### GOAL OF THE EXERCISE
Leaving all pictures aside, copy exactly the lines from the start of the listing below through the line that contains "TARGET = child's sneaker", and only those lines.

*** DATA UNDER STUDY

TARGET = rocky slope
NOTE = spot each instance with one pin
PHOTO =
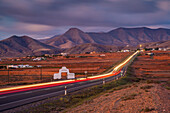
(16, 46)
(117, 37)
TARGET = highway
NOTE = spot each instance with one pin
(17, 96)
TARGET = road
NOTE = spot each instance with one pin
(17, 96)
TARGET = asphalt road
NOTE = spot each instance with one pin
(11, 100)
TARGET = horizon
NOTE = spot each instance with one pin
(81, 30)
(43, 19)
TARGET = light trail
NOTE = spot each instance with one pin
(115, 71)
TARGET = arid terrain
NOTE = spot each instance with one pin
(151, 94)
(78, 63)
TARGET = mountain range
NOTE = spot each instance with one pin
(16, 46)
(77, 41)
(117, 37)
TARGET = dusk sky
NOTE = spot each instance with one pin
(46, 18)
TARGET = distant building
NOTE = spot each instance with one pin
(64, 54)
(125, 50)
(38, 59)
(66, 71)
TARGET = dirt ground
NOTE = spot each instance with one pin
(133, 99)
(77, 63)
(140, 97)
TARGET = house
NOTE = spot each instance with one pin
(66, 71)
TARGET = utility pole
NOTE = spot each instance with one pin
(41, 73)
(103, 81)
(8, 74)
(65, 92)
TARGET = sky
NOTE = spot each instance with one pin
(46, 18)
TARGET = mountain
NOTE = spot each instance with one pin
(118, 37)
(90, 47)
(161, 44)
(69, 39)
(16, 46)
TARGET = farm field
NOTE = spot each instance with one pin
(150, 94)
(77, 63)
(156, 67)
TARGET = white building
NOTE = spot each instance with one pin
(64, 70)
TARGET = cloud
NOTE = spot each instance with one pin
(54, 16)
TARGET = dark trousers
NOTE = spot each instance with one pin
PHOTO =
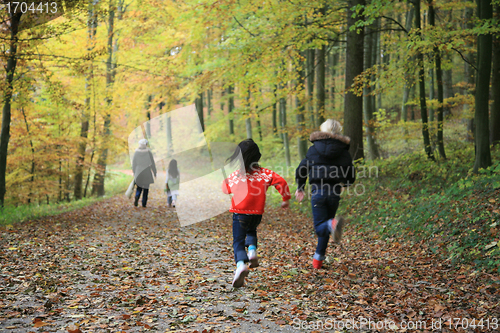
(324, 206)
(244, 234)
(144, 195)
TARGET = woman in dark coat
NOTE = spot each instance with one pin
(143, 166)
(328, 165)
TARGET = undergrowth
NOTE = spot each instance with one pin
(116, 183)
(442, 203)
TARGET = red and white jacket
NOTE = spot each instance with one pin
(249, 190)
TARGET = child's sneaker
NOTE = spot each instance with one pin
(317, 263)
(337, 226)
(252, 256)
(239, 276)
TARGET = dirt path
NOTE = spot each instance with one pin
(112, 267)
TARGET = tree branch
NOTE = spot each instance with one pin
(241, 25)
(393, 20)
(464, 58)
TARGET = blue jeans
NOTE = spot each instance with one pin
(324, 204)
(244, 234)
(144, 195)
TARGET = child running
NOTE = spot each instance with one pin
(329, 167)
(172, 183)
(249, 188)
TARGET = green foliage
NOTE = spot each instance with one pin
(117, 183)
(443, 204)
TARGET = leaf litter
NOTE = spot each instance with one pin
(112, 267)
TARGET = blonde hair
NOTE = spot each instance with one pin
(331, 126)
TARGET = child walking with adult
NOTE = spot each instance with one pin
(143, 166)
(172, 182)
(329, 167)
(248, 185)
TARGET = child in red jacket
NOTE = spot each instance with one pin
(248, 186)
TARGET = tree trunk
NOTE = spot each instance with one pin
(98, 184)
(248, 121)
(333, 72)
(431, 89)
(275, 113)
(230, 108)
(495, 89)
(84, 128)
(484, 52)
(470, 73)
(369, 101)
(353, 105)
(199, 108)
(10, 69)
(32, 172)
(439, 81)
(209, 101)
(284, 130)
(320, 85)
(421, 82)
(310, 60)
(301, 121)
(408, 76)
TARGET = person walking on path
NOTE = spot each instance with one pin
(248, 186)
(329, 167)
(172, 183)
(143, 166)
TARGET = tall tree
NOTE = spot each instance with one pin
(284, 129)
(199, 109)
(421, 84)
(353, 101)
(301, 121)
(484, 51)
(310, 83)
(368, 98)
(408, 75)
(469, 70)
(85, 117)
(320, 85)
(248, 120)
(230, 108)
(439, 79)
(495, 89)
(10, 69)
(100, 174)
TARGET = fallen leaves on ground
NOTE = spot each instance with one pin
(112, 267)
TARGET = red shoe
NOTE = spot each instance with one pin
(317, 263)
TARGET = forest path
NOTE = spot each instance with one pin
(112, 267)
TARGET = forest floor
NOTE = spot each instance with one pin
(113, 267)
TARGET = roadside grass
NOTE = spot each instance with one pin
(442, 203)
(116, 183)
(414, 199)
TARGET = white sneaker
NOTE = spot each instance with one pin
(252, 256)
(239, 276)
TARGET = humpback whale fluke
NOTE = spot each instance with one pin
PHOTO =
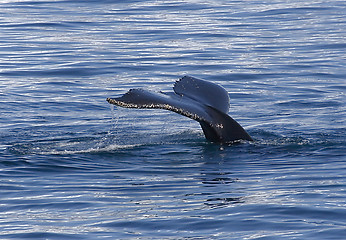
(203, 101)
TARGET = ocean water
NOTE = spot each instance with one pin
(74, 167)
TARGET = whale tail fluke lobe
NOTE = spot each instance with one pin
(203, 101)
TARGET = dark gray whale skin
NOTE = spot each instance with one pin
(203, 101)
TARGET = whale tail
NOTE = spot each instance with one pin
(203, 101)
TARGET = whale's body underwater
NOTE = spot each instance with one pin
(203, 101)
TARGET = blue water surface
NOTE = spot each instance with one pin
(73, 167)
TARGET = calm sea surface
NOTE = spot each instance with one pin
(73, 167)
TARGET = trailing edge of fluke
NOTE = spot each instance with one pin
(203, 101)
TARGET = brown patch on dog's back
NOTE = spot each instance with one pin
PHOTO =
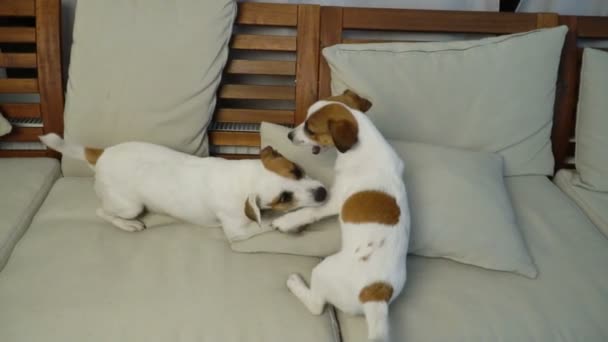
(371, 207)
(275, 162)
(250, 212)
(376, 292)
(92, 154)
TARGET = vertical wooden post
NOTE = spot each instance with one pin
(48, 48)
(331, 34)
(566, 95)
(307, 60)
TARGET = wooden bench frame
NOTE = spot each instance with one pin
(313, 28)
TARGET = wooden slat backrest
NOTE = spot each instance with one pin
(30, 38)
(564, 140)
(275, 86)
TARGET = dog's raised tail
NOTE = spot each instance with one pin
(55, 142)
(376, 315)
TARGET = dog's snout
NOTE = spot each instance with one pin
(320, 194)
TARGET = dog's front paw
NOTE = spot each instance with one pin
(288, 224)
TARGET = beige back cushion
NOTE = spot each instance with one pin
(145, 71)
(592, 122)
(494, 94)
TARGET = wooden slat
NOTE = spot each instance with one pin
(257, 92)
(236, 156)
(254, 115)
(593, 27)
(545, 20)
(566, 96)
(307, 86)
(437, 21)
(23, 153)
(20, 110)
(250, 67)
(17, 8)
(17, 60)
(17, 35)
(18, 85)
(267, 14)
(48, 24)
(331, 34)
(23, 134)
(263, 42)
(234, 139)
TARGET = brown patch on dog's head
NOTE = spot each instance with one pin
(275, 162)
(376, 292)
(371, 207)
(333, 125)
(92, 154)
(283, 202)
(352, 100)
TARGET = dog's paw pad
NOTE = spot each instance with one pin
(294, 281)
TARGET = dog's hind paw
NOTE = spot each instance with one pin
(286, 224)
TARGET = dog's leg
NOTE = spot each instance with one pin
(294, 222)
(312, 300)
(129, 225)
(121, 212)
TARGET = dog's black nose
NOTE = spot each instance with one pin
(320, 194)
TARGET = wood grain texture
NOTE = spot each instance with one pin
(17, 8)
(267, 14)
(17, 35)
(18, 60)
(234, 139)
(18, 85)
(48, 24)
(331, 34)
(23, 153)
(256, 92)
(307, 81)
(566, 96)
(263, 42)
(20, 110)
(259, 67)
(437, 21)
(592, 27)
(254, 115)
(23, 134)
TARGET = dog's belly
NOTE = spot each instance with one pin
(200, 216)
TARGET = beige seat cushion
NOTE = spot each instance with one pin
(24, 183)
(74, 277)
(145, 71)
(447, 301)
(593, 203)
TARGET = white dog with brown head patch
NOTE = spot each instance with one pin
(369, 196)
(133, 176)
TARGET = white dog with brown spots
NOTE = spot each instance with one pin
(133, 176)
(369, 196)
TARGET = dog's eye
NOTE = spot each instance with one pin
(285, 197)
(307, 129)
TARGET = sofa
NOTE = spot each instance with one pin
(66, 275)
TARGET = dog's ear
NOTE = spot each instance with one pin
(252, 209)
(344, 134)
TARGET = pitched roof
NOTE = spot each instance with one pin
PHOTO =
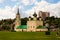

******

### RESULT FOR THIS TASK
TARGET = rocky slope
NOTE = spot each instance with one pin
PHOTO =
(16, 46)
(117, 37)
TARGET = highway
NOTE = spot each instance with one pin
(17, 96)
TARGET = road
NOTE = spot each instance with one pin
(17, 96)
TARGET = asphalt road
NOTE = spot each instance with one pin
(11, 100)
TARGET = horizon
NOTE = spot each instance with one pin
(81, 30)
(43, 19)
TARGET = light trail
NOTE = spot each instance with one pin
(115, 71)
TARGET = arid terrain
NOTE = spot each instance with one pin
(151, 94)
(78, 63)
TARGET = mountain range
NOTE = spot each instance with one pin
(16, 46)
(77, 41)
(117, 37)
TARGET = dusk sky
NOTE = spot each instance with one pin
(46, 18)
TARGET = distant building
NOTE = spot each instance with one pin
(64, 54)
(125, 50)
(38, 59)
(66, 71)
TARGET = dirt ground
NOTE = spot each instance with one pin
(133, 99)
(77, 63)
(140, 97)
TARGET = house
NOTE = spot each instance with one pin
(66, 71)
TARGET = utility pole
NOTE = spot each instance with one pin
(41, 73)
(103, 81)
(8, 74)
(65, 92)
TARGET = sky
NOTE = spot each instance with one pin
(46, 18)
TARGET = mountain
NOTE = spot each instance with one pin
(118, 37)
(90, 47)
(161, 44)
(69, 39)
(16, 46)
TARGET = farm field
NOTE = spot each instance with one pin
(150, 94)
(77, 63)
(156, 67)
TARGET = white building
NOTE = spot each instance with one pin
(64, 70)
TARGET = cloud
NOTE = spot each instance with one pin
(54, 16)
TARGET = dark trousers
NOTE = spot each instance with one pin
PHOTO =
(324, 206)
(244, 234)
(144, 195)
TARGET = woman in dark coat
NOTE = spot each instance with one pin
(143, 166)
(328, 165)
TARGET = undergrowth
NOTE = spot each instance with one pin
(116, 183)
(442, 203)
TARGET = red and white jacket
NOTE = spot each instance with one pin
(249, 190)
TARGET = child's sneaker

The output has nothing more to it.